William Pfaff

Newsweek a écrit que les grèves qui pertubèrent il y a peu la société et l'économie françaises constituaient une futile tentative de nier la réalité suivante: la vie facile des Européens est révolue. L'implacable évolution de l'économie globale est synonyme de la fin des soins de santé universels et gratuits; plus d'universités gratuites; plus d'allocations chômage généreuses; plus de subventions pour la culture. Désormais, les européens devront vivre des vies aussi pingres et chiches que les américains d'aujourd'hui, annonce le magazine avec une satisfaction macabre.

Newsweek a raison dans la mesure où ce qui est en train de se passer en France, sous l'apparence d'une défense des privilèges acquis, est un refus indistinct (avec lequel une majorité de Français se sent solidaire) de la version du capitalisme pratiquée à l'heure actuelle aux Etats-Unis et en Grande-Bretagne et qui n'est pas le capitalisme d'Adam Smith. C'est une nouvelle idéologie économique, qui a émergé dans les universités et les salles de rédaction américaines et britanniques pendant les quinze dernières années.

*LIGNES:*
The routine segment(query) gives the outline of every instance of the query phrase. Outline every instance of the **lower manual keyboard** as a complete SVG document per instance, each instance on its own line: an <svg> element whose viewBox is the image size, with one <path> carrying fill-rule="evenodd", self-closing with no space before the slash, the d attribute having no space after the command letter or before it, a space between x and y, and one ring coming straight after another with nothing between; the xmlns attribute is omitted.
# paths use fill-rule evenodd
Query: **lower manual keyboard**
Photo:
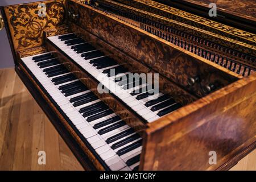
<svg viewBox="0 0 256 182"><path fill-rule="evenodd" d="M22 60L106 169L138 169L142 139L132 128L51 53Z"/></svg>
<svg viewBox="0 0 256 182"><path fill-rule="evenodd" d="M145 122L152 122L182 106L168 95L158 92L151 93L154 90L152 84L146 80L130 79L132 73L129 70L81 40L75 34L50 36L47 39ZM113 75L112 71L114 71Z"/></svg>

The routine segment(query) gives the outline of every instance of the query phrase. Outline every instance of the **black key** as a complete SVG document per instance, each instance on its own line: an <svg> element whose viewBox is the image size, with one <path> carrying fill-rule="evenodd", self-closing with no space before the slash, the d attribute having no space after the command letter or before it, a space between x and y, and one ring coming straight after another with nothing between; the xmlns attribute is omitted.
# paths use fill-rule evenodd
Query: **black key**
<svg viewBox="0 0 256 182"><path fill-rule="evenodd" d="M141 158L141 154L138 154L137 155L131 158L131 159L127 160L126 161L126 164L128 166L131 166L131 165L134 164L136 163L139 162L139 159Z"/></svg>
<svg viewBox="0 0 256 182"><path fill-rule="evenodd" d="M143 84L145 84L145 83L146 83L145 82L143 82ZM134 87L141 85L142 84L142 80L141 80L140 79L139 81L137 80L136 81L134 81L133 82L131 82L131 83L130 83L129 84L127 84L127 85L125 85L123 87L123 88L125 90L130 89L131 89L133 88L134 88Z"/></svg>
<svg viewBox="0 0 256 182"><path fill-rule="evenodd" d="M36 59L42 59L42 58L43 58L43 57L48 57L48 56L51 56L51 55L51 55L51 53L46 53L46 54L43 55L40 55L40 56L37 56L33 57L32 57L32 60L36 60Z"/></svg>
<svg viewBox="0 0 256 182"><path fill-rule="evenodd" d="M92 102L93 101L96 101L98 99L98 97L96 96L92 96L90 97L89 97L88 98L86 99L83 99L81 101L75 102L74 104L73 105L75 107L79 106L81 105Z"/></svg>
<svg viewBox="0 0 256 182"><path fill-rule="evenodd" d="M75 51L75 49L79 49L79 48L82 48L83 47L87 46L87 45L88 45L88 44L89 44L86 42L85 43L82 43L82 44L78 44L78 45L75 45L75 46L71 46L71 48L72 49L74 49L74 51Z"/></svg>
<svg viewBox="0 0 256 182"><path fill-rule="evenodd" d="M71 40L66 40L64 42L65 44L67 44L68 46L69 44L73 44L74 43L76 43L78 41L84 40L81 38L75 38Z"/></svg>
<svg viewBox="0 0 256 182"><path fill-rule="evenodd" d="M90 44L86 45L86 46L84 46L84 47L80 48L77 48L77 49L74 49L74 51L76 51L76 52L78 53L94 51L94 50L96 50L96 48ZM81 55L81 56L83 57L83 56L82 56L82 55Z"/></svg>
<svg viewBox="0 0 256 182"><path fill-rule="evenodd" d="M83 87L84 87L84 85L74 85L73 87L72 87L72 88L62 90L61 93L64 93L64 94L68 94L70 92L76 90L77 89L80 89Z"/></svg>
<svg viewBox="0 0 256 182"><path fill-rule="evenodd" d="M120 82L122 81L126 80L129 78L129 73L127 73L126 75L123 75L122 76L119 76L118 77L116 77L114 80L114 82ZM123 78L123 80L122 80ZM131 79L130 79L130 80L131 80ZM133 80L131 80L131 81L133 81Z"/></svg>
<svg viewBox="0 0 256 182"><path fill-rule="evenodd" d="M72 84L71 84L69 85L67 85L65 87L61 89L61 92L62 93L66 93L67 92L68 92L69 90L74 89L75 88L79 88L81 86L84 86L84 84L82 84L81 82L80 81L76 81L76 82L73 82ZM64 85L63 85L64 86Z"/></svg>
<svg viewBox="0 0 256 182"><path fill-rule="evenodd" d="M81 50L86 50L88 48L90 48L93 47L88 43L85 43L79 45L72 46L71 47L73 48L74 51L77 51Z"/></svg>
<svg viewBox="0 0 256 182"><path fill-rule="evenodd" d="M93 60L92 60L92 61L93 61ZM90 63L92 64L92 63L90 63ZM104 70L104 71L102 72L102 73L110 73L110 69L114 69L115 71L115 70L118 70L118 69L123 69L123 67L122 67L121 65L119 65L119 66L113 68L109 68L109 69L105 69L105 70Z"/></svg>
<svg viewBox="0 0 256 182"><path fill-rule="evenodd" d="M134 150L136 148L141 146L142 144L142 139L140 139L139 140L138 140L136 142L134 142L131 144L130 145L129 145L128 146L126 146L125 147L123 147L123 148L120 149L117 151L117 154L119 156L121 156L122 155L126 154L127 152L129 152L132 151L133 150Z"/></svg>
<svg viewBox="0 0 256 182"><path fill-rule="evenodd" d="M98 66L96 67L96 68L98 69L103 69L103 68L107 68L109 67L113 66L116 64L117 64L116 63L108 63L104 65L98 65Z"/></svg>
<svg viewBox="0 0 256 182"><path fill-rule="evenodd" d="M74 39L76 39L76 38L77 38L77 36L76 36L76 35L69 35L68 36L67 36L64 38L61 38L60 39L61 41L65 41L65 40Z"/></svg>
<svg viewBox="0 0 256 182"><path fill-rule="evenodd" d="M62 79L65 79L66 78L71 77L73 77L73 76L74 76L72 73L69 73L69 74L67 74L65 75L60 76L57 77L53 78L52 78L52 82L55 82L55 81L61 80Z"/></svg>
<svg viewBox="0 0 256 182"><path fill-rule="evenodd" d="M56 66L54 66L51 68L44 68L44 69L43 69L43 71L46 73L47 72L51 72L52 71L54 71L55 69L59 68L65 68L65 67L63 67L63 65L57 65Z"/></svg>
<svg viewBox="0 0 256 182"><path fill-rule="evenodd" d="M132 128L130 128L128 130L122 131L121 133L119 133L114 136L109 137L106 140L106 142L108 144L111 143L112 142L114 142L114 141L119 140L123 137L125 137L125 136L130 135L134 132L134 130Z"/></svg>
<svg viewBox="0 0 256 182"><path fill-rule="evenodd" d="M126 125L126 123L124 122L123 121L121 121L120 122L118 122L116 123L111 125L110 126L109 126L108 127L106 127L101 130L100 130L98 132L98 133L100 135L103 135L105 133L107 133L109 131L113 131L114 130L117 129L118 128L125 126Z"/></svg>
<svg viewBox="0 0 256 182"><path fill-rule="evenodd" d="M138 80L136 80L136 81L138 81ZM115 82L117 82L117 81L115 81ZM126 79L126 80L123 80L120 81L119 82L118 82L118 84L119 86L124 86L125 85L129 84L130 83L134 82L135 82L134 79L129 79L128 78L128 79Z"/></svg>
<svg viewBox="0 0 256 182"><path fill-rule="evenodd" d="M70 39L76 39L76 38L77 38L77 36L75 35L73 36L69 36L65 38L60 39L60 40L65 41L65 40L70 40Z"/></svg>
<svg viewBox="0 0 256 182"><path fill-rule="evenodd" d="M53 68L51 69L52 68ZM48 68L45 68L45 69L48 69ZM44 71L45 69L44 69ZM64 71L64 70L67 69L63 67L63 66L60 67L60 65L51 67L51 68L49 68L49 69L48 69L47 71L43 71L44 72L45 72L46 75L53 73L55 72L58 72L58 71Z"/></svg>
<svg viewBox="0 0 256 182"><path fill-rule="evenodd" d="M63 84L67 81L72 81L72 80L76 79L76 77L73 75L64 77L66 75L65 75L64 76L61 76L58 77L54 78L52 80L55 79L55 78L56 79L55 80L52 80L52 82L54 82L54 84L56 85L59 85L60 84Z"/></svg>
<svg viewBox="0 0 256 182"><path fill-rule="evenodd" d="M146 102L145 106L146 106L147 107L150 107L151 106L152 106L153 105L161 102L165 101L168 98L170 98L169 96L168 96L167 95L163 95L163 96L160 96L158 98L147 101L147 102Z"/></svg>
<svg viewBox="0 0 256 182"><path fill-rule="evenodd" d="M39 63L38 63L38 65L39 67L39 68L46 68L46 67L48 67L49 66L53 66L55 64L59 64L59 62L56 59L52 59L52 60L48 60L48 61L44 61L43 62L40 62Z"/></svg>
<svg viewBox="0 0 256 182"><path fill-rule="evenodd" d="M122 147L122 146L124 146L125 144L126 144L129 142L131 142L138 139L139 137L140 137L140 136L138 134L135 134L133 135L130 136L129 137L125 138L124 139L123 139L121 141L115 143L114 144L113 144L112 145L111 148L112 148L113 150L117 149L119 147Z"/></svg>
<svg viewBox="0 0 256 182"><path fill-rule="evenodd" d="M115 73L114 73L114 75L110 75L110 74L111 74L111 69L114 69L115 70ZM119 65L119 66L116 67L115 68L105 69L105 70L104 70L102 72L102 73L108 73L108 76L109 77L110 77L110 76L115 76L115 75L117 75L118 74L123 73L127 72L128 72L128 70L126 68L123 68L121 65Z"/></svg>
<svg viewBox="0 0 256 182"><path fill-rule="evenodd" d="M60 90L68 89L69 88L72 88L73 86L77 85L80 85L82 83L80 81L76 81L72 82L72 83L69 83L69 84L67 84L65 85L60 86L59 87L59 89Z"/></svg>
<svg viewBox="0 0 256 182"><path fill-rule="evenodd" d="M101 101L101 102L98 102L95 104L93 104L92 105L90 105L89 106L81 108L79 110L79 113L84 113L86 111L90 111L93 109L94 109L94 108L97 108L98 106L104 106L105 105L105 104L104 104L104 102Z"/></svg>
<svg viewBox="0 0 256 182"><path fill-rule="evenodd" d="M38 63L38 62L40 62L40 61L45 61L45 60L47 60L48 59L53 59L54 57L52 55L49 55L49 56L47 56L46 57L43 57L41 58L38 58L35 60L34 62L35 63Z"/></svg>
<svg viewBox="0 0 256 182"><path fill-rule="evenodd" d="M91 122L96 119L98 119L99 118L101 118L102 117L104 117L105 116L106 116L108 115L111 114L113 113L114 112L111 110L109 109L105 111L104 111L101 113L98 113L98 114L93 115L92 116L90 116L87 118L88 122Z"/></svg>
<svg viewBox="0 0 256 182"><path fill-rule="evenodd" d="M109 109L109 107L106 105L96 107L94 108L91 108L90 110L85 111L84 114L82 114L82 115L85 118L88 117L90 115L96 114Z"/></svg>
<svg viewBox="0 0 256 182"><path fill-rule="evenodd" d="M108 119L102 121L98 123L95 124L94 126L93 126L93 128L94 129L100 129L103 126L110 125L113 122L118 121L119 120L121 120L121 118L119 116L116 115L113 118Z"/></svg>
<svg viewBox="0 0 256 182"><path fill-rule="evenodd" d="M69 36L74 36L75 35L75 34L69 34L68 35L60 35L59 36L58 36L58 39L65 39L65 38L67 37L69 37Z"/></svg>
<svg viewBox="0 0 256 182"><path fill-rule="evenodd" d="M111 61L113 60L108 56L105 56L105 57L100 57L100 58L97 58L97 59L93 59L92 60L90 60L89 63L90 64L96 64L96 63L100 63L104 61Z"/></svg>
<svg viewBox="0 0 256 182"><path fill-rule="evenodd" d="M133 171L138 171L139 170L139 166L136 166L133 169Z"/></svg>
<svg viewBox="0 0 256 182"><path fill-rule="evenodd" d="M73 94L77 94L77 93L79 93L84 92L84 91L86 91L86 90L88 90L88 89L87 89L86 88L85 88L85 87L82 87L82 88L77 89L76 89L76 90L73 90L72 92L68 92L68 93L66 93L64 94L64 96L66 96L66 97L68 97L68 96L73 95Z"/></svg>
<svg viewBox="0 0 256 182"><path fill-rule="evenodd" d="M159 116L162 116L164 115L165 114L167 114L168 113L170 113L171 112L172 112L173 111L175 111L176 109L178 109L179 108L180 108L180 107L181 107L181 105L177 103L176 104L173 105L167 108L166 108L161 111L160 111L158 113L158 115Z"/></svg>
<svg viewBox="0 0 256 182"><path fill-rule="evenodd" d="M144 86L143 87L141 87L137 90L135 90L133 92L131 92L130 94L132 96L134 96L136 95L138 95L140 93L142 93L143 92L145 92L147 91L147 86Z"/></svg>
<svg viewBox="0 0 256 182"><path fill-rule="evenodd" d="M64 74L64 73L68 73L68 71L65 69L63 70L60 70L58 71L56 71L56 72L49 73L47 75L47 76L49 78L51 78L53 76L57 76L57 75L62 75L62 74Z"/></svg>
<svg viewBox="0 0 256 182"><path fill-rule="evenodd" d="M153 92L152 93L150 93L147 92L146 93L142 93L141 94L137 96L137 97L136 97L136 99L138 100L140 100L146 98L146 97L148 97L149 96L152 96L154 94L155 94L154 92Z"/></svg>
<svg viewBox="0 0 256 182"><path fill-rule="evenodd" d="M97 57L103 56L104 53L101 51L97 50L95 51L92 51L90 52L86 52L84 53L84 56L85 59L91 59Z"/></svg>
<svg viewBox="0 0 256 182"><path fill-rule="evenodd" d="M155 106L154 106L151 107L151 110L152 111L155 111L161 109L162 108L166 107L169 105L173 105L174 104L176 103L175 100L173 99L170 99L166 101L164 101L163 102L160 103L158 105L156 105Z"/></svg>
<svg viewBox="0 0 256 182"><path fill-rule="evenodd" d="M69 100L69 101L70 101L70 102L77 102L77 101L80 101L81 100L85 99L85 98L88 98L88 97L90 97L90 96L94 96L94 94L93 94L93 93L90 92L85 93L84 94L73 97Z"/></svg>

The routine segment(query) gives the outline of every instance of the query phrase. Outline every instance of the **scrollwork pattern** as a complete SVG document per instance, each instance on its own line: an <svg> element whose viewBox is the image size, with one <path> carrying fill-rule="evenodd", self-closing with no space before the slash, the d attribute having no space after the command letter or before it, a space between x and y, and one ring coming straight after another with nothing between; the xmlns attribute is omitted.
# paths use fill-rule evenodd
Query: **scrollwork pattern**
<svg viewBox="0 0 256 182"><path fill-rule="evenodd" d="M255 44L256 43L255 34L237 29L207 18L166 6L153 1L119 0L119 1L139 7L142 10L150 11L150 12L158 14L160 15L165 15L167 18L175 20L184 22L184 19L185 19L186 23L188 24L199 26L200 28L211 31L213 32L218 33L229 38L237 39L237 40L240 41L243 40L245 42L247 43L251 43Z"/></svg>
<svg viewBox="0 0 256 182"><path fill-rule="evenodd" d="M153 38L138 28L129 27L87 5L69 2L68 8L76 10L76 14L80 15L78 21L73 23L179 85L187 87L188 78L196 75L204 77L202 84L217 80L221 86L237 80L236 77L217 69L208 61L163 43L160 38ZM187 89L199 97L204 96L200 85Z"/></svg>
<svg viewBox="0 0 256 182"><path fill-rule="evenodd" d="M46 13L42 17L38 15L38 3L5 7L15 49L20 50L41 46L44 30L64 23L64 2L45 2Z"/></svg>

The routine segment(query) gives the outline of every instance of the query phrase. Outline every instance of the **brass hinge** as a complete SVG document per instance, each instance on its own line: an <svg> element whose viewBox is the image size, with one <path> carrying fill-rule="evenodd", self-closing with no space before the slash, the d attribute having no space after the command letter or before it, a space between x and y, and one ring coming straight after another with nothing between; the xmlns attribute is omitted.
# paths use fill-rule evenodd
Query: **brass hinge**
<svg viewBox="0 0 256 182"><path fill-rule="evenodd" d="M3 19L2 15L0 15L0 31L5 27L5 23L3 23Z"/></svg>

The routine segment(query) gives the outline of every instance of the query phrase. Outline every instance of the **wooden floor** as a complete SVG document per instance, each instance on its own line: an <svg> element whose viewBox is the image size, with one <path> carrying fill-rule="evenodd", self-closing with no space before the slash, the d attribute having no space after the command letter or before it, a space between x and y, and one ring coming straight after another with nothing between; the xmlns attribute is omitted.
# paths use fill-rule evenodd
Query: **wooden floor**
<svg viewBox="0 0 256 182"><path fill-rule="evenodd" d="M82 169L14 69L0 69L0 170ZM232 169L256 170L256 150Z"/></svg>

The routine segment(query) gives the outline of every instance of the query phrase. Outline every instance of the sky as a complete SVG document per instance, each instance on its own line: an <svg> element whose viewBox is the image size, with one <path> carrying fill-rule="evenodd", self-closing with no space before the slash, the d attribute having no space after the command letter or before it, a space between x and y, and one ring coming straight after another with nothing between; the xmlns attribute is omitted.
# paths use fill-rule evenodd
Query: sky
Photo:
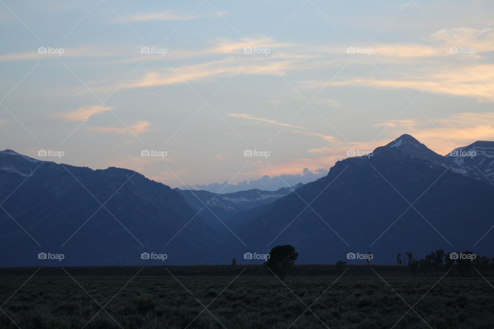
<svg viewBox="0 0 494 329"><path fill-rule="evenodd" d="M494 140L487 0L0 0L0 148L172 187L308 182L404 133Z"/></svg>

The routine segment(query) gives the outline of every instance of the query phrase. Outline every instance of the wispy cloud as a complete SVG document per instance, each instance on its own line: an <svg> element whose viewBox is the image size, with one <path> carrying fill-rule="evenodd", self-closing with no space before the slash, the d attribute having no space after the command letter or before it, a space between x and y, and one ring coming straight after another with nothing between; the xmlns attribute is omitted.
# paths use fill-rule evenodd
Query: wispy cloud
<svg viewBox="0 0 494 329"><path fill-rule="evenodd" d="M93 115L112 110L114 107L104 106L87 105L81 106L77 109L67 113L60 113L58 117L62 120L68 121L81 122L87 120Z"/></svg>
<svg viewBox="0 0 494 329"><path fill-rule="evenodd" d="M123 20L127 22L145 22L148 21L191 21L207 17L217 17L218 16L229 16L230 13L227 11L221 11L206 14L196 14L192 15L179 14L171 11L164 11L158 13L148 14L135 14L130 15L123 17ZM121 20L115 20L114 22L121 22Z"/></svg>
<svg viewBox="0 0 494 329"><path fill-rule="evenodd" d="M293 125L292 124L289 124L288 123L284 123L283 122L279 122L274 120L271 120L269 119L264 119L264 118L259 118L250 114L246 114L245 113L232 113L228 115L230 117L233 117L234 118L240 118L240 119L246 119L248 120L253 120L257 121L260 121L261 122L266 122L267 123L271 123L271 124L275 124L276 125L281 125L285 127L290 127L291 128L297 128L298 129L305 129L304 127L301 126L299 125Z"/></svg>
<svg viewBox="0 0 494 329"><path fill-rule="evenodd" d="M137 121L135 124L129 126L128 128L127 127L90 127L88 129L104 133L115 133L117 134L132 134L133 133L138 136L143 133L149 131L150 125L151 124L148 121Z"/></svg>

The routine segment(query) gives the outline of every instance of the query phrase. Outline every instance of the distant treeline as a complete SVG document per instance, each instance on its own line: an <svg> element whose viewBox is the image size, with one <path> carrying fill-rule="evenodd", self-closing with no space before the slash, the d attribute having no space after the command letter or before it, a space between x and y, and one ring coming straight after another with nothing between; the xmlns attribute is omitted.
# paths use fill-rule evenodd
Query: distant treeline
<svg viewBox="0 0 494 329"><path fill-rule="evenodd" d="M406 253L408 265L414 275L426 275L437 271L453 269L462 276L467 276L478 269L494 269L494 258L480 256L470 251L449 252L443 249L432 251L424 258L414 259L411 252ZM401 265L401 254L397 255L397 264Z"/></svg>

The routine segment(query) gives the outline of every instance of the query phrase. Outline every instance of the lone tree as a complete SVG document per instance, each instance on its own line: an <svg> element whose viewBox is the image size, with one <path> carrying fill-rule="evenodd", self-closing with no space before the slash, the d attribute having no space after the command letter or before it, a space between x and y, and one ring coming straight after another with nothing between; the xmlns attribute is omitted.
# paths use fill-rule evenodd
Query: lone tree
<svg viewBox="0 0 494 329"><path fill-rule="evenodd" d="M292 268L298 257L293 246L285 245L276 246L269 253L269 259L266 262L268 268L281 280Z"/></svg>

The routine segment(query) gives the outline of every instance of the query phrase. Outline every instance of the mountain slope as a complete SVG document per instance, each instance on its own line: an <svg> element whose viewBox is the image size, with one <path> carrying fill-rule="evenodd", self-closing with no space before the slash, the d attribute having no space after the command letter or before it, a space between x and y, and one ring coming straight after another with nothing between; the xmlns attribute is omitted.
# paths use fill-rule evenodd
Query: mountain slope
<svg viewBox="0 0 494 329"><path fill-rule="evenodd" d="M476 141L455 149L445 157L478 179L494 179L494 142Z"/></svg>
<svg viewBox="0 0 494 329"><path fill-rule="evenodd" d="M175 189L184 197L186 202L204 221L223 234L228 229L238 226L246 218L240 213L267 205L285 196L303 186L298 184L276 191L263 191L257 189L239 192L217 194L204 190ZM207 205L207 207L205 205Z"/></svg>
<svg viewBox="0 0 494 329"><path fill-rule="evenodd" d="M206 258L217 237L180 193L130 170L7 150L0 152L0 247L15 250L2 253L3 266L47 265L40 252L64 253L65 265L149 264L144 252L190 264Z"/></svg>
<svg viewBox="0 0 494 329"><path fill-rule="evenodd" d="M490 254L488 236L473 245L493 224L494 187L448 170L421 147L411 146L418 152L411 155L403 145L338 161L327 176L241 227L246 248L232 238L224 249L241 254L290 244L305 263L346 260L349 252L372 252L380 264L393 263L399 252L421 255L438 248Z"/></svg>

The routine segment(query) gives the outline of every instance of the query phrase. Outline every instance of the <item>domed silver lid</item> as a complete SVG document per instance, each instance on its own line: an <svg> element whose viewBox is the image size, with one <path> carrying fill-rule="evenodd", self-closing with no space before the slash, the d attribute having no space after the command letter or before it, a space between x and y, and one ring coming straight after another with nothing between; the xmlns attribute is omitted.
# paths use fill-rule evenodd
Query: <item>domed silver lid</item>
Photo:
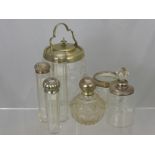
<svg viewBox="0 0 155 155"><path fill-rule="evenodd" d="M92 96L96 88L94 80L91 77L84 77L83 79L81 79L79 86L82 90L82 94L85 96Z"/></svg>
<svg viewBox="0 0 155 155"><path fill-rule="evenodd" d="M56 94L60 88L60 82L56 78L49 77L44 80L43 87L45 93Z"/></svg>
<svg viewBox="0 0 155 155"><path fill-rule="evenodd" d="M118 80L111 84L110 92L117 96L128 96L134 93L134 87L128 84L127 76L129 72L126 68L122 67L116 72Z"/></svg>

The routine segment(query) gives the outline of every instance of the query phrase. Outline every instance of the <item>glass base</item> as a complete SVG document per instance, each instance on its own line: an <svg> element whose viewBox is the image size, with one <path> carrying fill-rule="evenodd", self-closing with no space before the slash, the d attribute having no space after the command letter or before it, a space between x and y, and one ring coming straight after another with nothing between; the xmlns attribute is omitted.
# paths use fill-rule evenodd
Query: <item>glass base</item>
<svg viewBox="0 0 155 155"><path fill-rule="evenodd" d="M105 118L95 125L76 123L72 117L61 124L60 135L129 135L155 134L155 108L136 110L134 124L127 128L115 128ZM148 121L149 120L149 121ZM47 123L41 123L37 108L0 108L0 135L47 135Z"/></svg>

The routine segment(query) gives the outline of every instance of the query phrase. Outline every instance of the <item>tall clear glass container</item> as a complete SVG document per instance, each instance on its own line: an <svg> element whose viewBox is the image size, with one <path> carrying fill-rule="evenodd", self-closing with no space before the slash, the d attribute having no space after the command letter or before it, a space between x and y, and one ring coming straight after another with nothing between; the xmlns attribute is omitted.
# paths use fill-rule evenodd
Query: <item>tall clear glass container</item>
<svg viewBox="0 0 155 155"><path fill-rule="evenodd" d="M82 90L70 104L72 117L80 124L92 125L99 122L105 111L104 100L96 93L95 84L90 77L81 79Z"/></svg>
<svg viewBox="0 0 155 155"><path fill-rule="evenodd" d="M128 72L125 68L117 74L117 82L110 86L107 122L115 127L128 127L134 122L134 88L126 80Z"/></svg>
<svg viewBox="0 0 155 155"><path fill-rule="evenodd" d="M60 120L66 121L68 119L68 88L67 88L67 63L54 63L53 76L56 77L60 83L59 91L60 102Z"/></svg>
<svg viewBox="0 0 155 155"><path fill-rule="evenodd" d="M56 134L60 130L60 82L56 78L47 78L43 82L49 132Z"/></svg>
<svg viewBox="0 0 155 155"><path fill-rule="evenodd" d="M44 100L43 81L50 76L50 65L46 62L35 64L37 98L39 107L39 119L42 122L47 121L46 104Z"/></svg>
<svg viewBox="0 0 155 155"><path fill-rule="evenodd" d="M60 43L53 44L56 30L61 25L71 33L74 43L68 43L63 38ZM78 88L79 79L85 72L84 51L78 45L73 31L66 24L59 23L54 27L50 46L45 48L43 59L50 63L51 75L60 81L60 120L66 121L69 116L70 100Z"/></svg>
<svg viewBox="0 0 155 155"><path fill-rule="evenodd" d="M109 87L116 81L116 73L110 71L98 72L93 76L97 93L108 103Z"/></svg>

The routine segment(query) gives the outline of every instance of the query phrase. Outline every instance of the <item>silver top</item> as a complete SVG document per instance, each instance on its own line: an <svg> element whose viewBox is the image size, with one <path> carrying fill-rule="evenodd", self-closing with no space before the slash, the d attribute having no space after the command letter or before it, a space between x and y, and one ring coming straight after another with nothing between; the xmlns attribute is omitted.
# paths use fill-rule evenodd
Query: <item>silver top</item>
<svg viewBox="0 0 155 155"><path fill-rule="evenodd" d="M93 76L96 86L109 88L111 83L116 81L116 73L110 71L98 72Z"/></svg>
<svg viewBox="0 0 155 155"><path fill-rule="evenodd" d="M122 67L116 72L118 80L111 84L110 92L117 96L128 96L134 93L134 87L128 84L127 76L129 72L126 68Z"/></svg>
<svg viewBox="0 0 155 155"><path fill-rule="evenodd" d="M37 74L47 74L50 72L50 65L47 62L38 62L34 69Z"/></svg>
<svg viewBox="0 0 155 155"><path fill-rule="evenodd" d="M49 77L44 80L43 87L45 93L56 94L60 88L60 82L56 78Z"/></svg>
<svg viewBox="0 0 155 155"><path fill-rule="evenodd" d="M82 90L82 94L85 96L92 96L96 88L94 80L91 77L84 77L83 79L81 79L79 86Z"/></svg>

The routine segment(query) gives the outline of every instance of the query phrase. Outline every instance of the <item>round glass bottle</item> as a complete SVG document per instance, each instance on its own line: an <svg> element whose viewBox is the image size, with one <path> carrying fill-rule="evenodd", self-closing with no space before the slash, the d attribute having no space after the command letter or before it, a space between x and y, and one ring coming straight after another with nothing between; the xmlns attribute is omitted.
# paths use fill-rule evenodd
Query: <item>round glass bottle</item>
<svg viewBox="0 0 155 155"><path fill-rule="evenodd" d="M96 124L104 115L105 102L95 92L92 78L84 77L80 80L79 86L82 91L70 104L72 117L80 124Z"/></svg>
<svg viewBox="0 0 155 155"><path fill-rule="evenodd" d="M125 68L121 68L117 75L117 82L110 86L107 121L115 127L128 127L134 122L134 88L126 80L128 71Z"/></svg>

*OBJECTIF VISÉ A:*
Dans l'extrait sur les grèves en France, quelle réalité ces grèves cherchaient-elles en vain à nier, selon Newsweek ?
*OBJECTIF VISÉ B:*
D'après l'extrait sur les grèves en France, pourquoi Newsweek annonce-t-il la fin des soins de santé gratuits, des universités gratuites, des allocations chômage généreuses et des subventions pour la culture ? Répondez en une à trois phrases.

*RÉSULTAT OBTENU A:*
La vie facile des Européens est révolue.

*RÉSULTAT OBTENU B:*
Selon Newsweek, l'implacable évolution de l'économie globale rend inévitable la fin de ces avantages. Les Européens devront donc vivre des vies aussi pingres et chiches que les Américains d'aujourd'hui.